## BEGIN

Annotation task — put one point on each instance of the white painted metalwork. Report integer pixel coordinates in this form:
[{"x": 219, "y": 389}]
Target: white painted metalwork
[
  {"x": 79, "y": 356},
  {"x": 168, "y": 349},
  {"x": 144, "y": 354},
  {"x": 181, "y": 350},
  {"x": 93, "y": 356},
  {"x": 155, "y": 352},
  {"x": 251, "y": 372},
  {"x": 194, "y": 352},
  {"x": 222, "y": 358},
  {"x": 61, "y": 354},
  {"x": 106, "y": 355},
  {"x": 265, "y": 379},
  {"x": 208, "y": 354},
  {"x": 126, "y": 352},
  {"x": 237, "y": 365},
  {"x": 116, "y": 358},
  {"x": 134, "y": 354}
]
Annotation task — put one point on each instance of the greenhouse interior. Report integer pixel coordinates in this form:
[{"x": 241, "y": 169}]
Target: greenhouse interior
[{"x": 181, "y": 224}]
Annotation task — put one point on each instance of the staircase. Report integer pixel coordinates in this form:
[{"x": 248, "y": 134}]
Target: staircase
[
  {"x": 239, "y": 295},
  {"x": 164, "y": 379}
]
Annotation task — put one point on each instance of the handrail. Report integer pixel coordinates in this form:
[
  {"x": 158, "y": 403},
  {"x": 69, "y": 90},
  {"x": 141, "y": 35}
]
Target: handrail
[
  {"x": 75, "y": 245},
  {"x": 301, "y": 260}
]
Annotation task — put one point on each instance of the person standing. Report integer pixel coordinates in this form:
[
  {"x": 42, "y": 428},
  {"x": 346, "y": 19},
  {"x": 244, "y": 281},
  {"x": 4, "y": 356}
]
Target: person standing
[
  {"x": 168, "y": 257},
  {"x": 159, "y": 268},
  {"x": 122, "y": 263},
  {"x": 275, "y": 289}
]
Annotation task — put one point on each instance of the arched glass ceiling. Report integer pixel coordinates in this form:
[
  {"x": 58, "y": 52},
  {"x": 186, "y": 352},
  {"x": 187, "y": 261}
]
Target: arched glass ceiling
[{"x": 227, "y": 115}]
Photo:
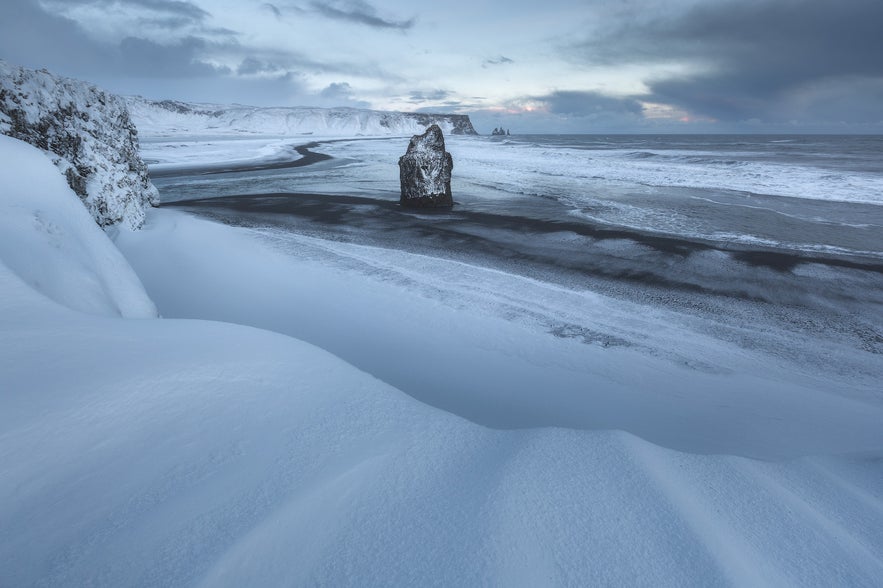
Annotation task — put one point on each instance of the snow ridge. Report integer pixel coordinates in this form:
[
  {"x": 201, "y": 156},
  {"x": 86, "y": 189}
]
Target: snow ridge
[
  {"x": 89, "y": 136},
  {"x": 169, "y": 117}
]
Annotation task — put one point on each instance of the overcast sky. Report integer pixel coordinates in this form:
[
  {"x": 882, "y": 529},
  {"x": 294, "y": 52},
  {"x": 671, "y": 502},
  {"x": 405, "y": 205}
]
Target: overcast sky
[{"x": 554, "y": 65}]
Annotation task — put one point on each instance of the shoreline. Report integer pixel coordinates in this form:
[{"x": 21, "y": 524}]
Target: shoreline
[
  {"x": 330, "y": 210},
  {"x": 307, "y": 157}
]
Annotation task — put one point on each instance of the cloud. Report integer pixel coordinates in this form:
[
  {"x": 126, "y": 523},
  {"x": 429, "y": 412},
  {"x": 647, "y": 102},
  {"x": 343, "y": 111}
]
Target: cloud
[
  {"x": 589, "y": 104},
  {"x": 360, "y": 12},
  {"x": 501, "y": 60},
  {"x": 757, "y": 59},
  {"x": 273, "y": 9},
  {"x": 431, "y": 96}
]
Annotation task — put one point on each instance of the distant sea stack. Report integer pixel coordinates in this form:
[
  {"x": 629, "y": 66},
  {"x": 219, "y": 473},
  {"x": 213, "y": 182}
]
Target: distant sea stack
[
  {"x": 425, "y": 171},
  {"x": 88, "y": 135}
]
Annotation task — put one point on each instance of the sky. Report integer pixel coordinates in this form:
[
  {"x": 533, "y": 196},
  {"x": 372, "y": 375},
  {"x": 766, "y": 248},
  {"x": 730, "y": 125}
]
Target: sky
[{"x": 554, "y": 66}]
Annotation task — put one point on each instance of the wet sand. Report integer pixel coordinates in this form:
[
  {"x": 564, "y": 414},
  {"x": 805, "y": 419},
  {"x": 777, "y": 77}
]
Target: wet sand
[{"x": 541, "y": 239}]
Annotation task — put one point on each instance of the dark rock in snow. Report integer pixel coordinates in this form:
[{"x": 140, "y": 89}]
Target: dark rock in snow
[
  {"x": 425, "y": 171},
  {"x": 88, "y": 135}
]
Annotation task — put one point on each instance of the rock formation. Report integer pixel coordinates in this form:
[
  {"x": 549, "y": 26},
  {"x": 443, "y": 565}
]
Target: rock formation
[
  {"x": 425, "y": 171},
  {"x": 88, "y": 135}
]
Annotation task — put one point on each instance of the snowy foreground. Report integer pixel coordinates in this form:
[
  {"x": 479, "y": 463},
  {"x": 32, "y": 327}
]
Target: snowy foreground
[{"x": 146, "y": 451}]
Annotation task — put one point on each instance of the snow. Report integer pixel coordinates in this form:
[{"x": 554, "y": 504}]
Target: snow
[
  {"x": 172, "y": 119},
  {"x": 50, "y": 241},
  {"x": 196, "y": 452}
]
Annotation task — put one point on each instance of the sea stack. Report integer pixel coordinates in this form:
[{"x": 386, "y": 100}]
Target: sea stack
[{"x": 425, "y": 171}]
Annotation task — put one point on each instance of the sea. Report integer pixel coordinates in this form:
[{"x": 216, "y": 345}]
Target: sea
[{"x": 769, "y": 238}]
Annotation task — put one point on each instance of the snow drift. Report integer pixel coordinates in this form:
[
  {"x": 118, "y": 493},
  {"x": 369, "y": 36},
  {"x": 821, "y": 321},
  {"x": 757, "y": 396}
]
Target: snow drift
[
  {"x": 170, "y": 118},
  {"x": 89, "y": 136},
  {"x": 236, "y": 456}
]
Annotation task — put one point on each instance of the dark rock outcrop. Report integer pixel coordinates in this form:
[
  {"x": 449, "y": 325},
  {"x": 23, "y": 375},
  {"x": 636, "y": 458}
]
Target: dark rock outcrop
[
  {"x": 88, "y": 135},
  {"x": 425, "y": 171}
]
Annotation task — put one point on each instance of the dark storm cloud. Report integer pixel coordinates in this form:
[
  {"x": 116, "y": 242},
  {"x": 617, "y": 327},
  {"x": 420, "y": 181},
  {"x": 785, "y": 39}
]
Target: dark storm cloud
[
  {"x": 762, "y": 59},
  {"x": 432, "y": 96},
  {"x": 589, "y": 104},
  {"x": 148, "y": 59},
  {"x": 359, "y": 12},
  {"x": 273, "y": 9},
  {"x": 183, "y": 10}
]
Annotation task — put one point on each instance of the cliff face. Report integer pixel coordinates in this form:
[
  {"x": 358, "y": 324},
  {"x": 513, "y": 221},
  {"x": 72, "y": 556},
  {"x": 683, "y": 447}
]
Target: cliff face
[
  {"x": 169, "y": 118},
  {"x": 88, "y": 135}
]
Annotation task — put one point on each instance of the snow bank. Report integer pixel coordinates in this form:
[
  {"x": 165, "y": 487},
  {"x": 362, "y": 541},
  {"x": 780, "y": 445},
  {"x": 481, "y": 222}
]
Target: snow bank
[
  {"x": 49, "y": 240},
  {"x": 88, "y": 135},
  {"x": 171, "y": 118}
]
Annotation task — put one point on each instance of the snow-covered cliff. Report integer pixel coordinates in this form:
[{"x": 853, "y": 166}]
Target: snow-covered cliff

## END

**PROBLEM:**
Extract every line from the one containing "of the snow." through the last line of the data, inclusive, exactly as written.

**REPLY:**
Annotation task — put one point on each instance of the snow. Report integer pixel coordinates in this form:
[{"x": 554, "y": 504}]
Target: snow
[
  {"x": 172, "y": 119},
  {"x": 50, "y": 241},
  {"x": 196, "y": 452}
]
Annotation task — put one point on each instance of the sea stack. Report integer pixel coordinates in this form:
[{"x": 386, "y": 100}]
Target: sea stack
[{"x": 425, "y": 171}]
Annotation task — put one point on each instance of the sea. Report integer pixel coordinates in this form:
[{"x": 216, "y": 345}]
Target: sea
[{"x": 769, "y": 238}]
Annotation task — put one point on each instance of the snow drift. Report integer pixel coordinates in this form:
[
  {"x": 118, "y": 493},
  {"x": 369, "y": 36},
  {"x": 821, "y": 321},
  {"x": 757, "y": 396}
]
Target: snow drift
[
  {"x": 170, "y": 118},
  {"x": 89, "y": 136},
  {"x": 236, "y": 456}
]
Annotation task — put one point on each instance of the dark rock outcrop. Report integer pixel coordinates in this form:
[
  {"x": 449, "y": 325},
  {"x": 23, "y": 375},
  {"x": 636, "y": 458}
]
Target: dark rock outcrop
[
  {"x": 88, "y": 135},
  {"x": 425, "y": 171}
]
Annotation task — put one point on each instance of the dark storm cloud. Report integer pixel coordinates in this form:
[
  {"x": 116, "y": 242},
  {"x": 617, "y": 327},
  {"x": 420, "y": 181},
  {"x": 785, "y": 39}
]
Target: dark storm cloud
[
  {"x": 762, "y": 59},
  {"x": 432, "y": 96},
  {"x": 589, "y": 104},
  {"x": 148, "y": 59},
  {"x": 359, "y": 12},
  {"x": 273, "y": 9},
  {"x": 183, "y": 10}
]
Annotation task — put one point on each instance of the cliff face. Report integer pixel coordinates in this form:
[
  {"x": 358, "y": 324},
  {"x": 513, "y": 221},
  {"x": 72, "y": 556},
  {"x": 683, "y": 447}
]
Target: cliff face
[
  {"x": 169, "y": 118},
  {"x": 88, "y": 135}
]
Annotation task — put one point on each instance of the snow bank. Report integer pixel coordinates in this form:
[
  {"x": 165, "y": 487},
  {"x": 362, "y": 541},
  {"x": 780, "y": 445},
  {"x": 481, "y": 222}
]
Target: snow bank
[
  {"x": 49, "y": 240},
  {"x": 88, "y": 135},
  {"x": 171, "y": 118}
]
Annotation task — put one point on each instance of the snow-covered cliff. Report integer pixel coordinates in this form:
[{"x": 853, "y": 166}]
Target: snow-covered cliff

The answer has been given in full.